▸ **EXERCISE GOAL**
Exactly reproduce the lines from the one holding "Could you identify the ocean view" through the final line of the listing below, with both ends included and nothing else.

┏━━

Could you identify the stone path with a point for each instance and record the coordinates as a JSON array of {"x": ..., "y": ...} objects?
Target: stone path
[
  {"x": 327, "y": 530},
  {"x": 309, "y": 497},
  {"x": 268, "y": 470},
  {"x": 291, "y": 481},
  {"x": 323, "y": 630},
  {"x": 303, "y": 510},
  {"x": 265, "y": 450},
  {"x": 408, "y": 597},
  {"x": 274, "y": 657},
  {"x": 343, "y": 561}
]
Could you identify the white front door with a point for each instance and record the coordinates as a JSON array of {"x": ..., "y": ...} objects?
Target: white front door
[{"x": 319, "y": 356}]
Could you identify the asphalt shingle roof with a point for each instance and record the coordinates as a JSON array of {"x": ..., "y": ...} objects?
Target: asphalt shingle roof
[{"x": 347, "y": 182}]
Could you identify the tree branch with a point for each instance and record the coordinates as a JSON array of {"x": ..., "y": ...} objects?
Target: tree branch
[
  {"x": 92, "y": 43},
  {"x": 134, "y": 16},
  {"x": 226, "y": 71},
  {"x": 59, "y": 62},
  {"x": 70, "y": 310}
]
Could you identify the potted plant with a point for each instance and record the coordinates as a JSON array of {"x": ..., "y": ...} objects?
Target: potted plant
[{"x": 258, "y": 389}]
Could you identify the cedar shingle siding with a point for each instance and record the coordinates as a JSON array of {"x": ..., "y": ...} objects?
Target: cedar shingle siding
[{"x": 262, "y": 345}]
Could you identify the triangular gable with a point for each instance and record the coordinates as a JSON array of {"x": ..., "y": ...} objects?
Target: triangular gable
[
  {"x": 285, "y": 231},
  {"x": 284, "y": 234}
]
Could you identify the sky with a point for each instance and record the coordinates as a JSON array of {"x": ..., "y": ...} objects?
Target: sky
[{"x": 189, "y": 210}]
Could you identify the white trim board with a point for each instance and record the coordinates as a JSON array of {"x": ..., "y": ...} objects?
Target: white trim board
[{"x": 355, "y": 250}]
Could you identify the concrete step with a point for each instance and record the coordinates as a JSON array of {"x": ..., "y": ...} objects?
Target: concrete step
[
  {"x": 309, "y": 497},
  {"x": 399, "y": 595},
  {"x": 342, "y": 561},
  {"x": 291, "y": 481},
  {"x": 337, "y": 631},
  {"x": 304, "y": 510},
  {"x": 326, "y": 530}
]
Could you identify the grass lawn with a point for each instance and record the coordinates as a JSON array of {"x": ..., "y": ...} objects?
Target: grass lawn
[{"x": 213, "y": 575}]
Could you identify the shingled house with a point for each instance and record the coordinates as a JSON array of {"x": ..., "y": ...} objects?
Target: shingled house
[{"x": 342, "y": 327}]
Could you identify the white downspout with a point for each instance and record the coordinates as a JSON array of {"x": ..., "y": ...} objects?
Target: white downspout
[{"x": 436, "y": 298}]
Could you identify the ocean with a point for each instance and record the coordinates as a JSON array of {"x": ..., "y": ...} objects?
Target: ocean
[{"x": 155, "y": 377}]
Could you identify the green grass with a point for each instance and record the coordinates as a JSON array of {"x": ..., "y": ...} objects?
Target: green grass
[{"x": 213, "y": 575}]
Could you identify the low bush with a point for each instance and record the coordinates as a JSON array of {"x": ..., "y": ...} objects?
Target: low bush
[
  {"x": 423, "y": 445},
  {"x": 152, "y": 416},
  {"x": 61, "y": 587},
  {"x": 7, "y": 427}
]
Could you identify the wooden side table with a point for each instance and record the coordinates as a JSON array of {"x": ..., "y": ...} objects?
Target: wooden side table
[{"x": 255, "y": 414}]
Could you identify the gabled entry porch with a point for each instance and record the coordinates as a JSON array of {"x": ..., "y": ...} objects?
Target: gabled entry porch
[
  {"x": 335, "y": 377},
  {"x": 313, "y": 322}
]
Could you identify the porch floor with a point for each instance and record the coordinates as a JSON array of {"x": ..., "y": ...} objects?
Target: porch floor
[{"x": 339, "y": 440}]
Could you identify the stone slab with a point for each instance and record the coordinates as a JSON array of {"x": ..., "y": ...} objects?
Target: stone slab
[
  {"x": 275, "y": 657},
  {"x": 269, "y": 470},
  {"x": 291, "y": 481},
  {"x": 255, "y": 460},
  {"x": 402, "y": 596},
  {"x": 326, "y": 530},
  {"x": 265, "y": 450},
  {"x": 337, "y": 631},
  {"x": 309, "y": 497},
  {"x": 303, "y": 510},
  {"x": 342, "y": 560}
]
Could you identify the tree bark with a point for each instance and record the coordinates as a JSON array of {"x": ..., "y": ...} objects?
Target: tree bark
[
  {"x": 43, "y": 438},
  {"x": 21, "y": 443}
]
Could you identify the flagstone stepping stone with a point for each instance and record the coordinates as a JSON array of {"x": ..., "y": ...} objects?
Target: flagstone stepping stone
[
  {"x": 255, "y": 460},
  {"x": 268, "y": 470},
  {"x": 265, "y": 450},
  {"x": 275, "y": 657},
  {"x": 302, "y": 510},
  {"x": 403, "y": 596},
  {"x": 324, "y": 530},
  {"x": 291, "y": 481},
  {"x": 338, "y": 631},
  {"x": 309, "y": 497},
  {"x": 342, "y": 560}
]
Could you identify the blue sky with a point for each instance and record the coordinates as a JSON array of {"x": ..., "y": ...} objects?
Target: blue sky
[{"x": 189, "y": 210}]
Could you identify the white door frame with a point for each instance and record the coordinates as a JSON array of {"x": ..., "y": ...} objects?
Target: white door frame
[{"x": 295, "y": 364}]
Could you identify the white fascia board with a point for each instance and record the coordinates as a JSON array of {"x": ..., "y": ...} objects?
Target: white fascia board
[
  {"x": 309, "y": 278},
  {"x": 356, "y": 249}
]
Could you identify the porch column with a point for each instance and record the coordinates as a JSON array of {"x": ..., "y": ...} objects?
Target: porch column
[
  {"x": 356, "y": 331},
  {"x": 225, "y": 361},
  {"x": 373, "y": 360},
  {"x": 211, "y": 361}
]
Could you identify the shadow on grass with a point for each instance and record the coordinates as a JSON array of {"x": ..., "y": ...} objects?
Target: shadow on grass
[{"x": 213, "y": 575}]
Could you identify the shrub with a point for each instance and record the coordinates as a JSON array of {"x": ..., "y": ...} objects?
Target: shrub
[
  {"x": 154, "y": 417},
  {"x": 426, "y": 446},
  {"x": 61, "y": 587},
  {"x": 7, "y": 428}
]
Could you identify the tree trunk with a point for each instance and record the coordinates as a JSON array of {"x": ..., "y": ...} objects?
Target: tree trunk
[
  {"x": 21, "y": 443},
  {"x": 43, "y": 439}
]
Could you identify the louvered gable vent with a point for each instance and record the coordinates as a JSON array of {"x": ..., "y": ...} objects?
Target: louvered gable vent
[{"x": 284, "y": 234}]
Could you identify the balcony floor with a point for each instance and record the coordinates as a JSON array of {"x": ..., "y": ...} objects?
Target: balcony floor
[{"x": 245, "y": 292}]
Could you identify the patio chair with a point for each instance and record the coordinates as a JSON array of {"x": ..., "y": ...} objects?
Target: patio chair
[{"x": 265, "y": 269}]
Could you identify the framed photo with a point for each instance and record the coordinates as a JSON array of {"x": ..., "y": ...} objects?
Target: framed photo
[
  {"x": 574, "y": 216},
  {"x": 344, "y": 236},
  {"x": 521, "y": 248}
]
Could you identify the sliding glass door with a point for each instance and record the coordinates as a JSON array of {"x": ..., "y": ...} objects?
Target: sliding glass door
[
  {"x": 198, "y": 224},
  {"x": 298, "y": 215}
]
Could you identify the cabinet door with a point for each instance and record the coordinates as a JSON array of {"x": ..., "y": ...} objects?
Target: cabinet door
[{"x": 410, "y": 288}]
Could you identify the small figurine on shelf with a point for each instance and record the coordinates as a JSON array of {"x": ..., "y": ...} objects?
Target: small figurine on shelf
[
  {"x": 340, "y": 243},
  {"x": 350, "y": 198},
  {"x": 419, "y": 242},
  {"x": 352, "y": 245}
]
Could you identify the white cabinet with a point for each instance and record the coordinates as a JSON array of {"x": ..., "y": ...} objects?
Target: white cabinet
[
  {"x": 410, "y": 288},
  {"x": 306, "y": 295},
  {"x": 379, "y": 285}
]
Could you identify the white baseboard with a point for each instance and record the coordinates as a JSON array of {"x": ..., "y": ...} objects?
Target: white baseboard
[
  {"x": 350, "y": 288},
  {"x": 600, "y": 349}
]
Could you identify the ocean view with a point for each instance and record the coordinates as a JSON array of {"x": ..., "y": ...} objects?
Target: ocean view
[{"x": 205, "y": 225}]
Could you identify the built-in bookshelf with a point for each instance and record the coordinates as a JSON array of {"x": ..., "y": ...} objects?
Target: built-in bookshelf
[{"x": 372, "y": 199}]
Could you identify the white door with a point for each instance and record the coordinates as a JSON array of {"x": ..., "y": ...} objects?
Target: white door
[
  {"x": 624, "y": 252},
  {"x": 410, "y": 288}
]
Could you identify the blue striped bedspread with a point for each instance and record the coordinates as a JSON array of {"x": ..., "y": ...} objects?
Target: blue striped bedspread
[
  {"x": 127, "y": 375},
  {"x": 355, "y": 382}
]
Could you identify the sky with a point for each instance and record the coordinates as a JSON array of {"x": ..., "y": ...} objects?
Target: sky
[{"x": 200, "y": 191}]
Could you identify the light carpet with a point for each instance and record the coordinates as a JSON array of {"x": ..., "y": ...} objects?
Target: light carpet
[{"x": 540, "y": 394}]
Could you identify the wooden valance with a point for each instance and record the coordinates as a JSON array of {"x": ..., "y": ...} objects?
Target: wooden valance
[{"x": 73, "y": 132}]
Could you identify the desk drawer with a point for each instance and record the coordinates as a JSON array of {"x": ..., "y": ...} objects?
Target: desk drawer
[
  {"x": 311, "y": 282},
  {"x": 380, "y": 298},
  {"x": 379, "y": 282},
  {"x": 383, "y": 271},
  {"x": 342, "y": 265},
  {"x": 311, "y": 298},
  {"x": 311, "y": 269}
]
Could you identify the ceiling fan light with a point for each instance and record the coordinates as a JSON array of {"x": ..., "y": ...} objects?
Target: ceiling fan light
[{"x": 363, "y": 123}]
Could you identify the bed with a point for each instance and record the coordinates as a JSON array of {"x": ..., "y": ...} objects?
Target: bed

┗━━

▸ **WRITTEN ANSWER**
Could you identify the ocean view with a point for each instance and record the coordinates as a JSON array of {"x": ..., "y": ...} objects?
Target: ocean view
[{"x": 205, "y": 225}]
Could you identify the built-in bookshelf with a point for each instance and record the coordinates as a JSON array of {"x": ..., "y": ...} objects?
Target: built-in bookshelf
[{"x": 372, "y": 199}]
Could you identify the white door with a point for each instance and record the coordinates as a JSON array of {"x": ..., "y": ...} objects?
Target: white door
[
  {"x": 624, "y": 252},
  {"x": 410, "y": 288}
]
Could you identify the blue striped bedspread with a point for each instance and record the coordinates as a JSON array of {"x": ..., "y": ...} objects?
Target: blue striped bedspread
[
  {"x": 127, "y": 375},
  {"x": 355, "y": 382}
]
Could you identify the sky with a point for each instance and record the coordinates as a JSON array of {"x": ..., "y": ...} objects?
Target: sky
[{"x": 200, "y": 191}]
Could you identify the light carpet with a point for each instance and record the coordinates as a JSON array of {"x": ..., "y": ...} objects?
Target: light carpet
[{"x": 540, "y": 394}]
Could you identify the wooden valance with a point for each instance and record the coordinates as a JSON array of {"x": ..., "y": ...} objects?
Target: wooden valance
[{"x": 73, "y": 132}]
Could you identify the desk drawer with a point for each instance and record the coordinates as a JSON array of {"x": ..., "y": ...} objects?
Target: desk drawer
[
  {"x": 311, "y": 282},
  {"x": 380, "y": 298},
  {"x": 379, "y": 282},
  {"x": 383, "y": 271},
  {"x": 342, "y": 265},
  {"x": 311, "y": 298},
  {"x": 311, "y": 269}
]
Could you identify the ceiling fan light with a point for each instance and record the coordinates as a JSON array of {"x": ..., "y": ...} objects?
Target: ceiling fan light
[{"x": 363, "y": 123}]
Could you identify the bed with a point for each instance and record the coordinates as a JSON array of {"x": ..., "y": ...} objects?
Target: bed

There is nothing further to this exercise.